Reading passage
|---|

Hope. Those who have it, can’t conceive of a life without it; those who don’t have it can’t dream of a life with it ever again. Hope is critical to our psychological wellbeing. If we have no expectations of good things in the future, and more damaging, stop wanting good things in our lives, then despair sets in. I’ve seen this often in the veterans I work with as a clinical mental health counselor. If they walk in full of pain but are hopeful, then there is a good chance that they can get to a point where the pain is not impacting their life as much. If they are in pain but have no hope, we can get there too…but it’s going to take much longer.

Hopelessness and depression are linked. One can be depressed without hopelessness, and one can be hopeless without depression, but the two together can be devastating. And the combination of the two, and especially with hopelessness, means that the service member, veteran, or military family member are at a greater risk of suicide. One study looked at the impact of hopelessness as an exacerbating influence on other life stressors. The researchers found that negative life events, such as homelessness, job loss, and bereavement, significantly increased the risk of suicide for the individual who was hopeless as well.

Meaning and Purpose is Critical to Hope

A critical part of a fulfilled post military life is that a veteran has something to do that satisfies them. We’ve talked about meaning and purpose before, but research shows that former service embers who have a sense of purpose described being more hopeful about the future. On the other hand, veterans who feel like they’re a burden expressed more hopelessness. When a veteran is trapped by hopelessness…that there is nowhere else to go or nothing else to try…then they are well and truly trapped.

Just because we feel like there’s no hope, however, doesn’t mean that there isn’t any. This is the insidiousness of the betrayal of our own mind. When we get caught in a trap of hopelessness, it’s as if we’re at the bottom of a well. We don’t enjoy it (meaning), don’t feel like we can do anything about it (purpose), and can’t see anything but stone walls in front of us regardless of what direction we look. Except…if we look up, and there’s a way out. Someone who is hopeless will dismiss the idea that looking up is nothing but a feel-good cliche, and the person who is hopeful in their life recognizes that it’s the truth.

|---|

Problem details
Please continue the piece on hope and hopelessness among veterans from its final sentence with the next few paragraphs.

|---|

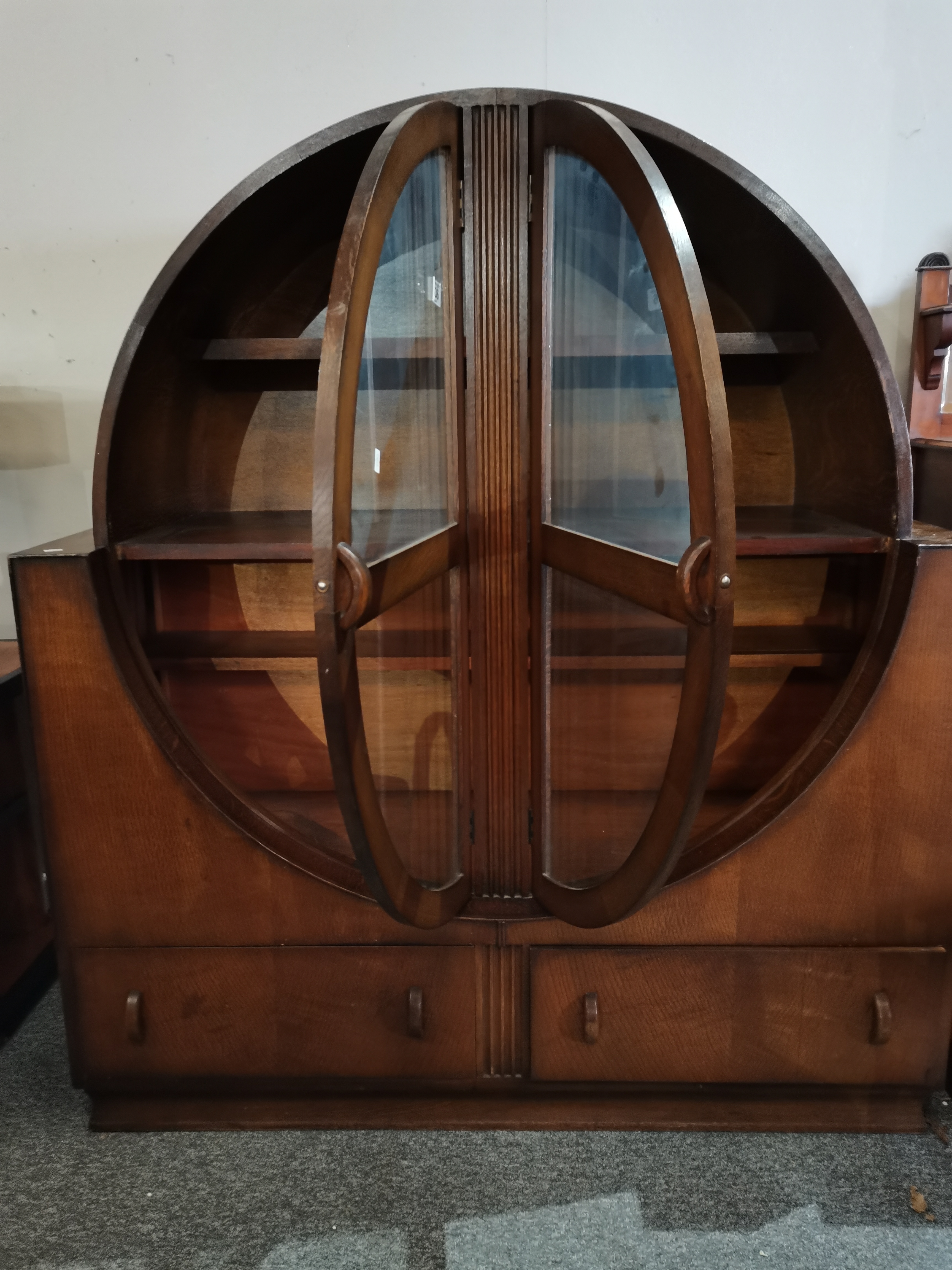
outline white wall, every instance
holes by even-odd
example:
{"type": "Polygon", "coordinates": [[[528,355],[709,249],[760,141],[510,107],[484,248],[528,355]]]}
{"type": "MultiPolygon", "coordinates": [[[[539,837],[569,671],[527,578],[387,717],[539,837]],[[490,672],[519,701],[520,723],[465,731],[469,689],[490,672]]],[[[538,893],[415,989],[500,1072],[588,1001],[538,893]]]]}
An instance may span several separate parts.
{"type": "Polygon", "coordinates": [[[195,221],[421,91],[588,94],[724,150],[831,248],[905,386],[913,271],[952,250],[949,48],[935,0],[0,0],[0,552],[90,523],[113,358],[195,221]]]}

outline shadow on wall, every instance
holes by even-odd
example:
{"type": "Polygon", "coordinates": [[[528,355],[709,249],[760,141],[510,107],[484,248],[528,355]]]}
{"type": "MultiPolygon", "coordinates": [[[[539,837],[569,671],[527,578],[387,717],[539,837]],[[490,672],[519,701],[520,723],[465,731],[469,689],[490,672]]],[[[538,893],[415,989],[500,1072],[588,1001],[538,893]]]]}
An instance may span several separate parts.
{"type": "Polygon", "coordinates": [[[0,470],[69,464],[62,394],[0,387],[0,470]]]}

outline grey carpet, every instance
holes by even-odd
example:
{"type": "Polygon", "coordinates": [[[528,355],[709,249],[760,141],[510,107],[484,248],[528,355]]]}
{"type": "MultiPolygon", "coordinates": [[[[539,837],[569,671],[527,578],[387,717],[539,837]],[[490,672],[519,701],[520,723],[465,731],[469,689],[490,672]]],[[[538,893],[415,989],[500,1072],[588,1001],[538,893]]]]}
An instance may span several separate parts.
{"type": "Polygon", "coordinates": [[[90,1134],[57,988],[0,1091],[3,1270],[952,1270],[932,1134],[90,1134]]]}

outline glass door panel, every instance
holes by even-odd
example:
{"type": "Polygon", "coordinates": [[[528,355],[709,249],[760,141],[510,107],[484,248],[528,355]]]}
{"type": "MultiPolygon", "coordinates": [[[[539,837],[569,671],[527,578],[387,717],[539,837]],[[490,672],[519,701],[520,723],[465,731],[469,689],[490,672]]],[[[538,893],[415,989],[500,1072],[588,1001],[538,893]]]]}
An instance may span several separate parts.
{"type": "Polygon", "coordinates": [[[547,159],[546,518],[677,564],[688,465],[658,287],[604,177],[561,149],[547,159]]]}
{"type": "Polygon", "coordinates": [[[533,890],[580,926],[664,884],[703,796],[732,621],[720,357],[660,171],[605,110],[533,119],[533,890]]]}
{"type": "MultiPolygon", "coordinates": [[[[446,362],[453,338],[442,152],[410,174],[387,226],[364,326],[352,545],[368,561],[451,522],[446,362]]],[[[451,403],[452,417],[452,403],[451,403]]]]}
{"type": "Polygon", "coordinates": [[[315,436],[315,631],[334,785],[374,898],[420,927],[470,895],[458,128],[447,103],[410,108],[364,168],[334,268],[315,436]]]}
{"type": "Polygon", "coordinates": [[[454,573],[357,632],[363,725],[381,812],[407,872],[428,886],[459,875],[454,573]]]}
{"type": "Polygon", "coordinates": [[[658,801],[684,679],[678,622],[555,569],[550,631],[545,869],[567,886],[613,874],[658,801]]]}

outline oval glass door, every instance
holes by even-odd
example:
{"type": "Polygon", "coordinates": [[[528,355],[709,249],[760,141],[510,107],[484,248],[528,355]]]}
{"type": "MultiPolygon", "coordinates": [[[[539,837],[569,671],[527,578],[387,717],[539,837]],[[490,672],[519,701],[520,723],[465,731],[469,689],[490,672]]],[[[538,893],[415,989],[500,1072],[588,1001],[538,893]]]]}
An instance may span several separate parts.
{"type": "Polygon", "coordinates": [[[334,781],[401,921],[467,902],[458,110],[381,136],[334,269],[315,429],[314,580],[334,781]]]}
{"type": "Polygon", "coordinates": [[[664,884],[724,706],[734,486],[684,224],[607,112],[533,117],[533,892],[604,926],[664,884]]]}

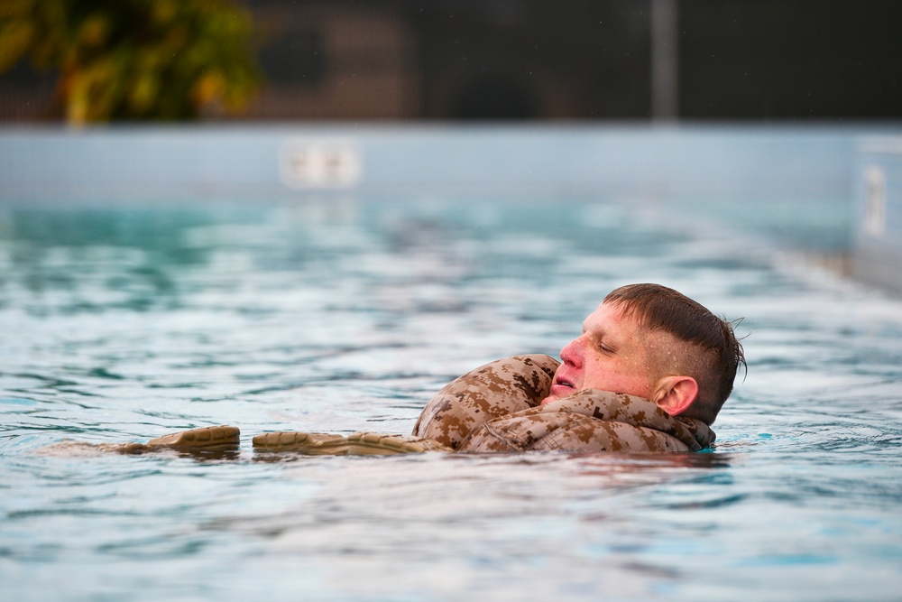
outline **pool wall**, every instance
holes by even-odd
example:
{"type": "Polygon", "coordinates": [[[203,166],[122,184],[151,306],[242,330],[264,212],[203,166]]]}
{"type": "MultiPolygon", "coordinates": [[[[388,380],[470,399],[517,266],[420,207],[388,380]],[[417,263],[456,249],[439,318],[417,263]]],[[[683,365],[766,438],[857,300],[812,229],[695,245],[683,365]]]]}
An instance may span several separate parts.
{"type": "Polygon", "coordinates": [[[0,203],[618,199],[851,255],[862,280],[902,290],[900,135],[896,124],[5,127],[0,203]],[[888,190],[879,236],[864,229],[875,164],[888,190]]]}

|---|

Written answer
Hope That Pain Will End

One benefit of hope is that it will get us to a place of relief if we’re in pain. In this context, pain is any discomfort that we’re feeling as a result of injury, illness, or negative life events. Physical pain, emotional pain, psychological pain, spiritual pain. Pain without the hope of relief is suffering, and suffering is unbearable if we think it’s not ever going to end. The problem happens when we’re suffering and we can’t think of a time when we won’t be. And it becomes a recursive loop; again, as above, when it seems that when I try something, and it doesn’t work, and I try another thing, and that doesn’t work, then why try? And we fall back into the trap of pain that becomes suffering.

The thing is, I can be hopeful that someone will be free from pain. I often am. I see a veteran I’m working with who is suffering and hopeless, and I know they can get out of it…I’ve seen other veterans who feel exactly the same way regain their hopefulness and ease the pain. But I can’t be hopeful for someone. I can’t pour the hope I have for them into a cup and have them drink it. The hope must come from within the individual rather than from the outside…and so we’re back to someone who doesn’t have hope can’t conceive of ever having it again.

Hope That Good Will Come

Another benefit of hope is that it will not only bring us relief, but joy and satisfaction. Mental health and wellness is not just about repairing deficits, getting us back up to baseline when we’re down in that well. It’s also about getting us above zero, having a life worth living. We can be free of pain and still not be loving life. The absence of pain does not mean the presence of joy. Hope can help us understand that life is better today than it was before, and life tomorrow can be better than life is today.

The one thing that can develop hope is perseverance. That’s the one piece of advice that I can give: don’t give up. You hear it all the time, and it drives pessimists up the wall: buck up, little trooper. The sun will come out tomorrow. The little engine that could. Perseverance is sometimes equated with blind pie-in-the-sky optimism, but that’s not the case. It’s more about knowing that, when we’re in the middle of the long slog, that it will end. And it will, if we keep at it long enough.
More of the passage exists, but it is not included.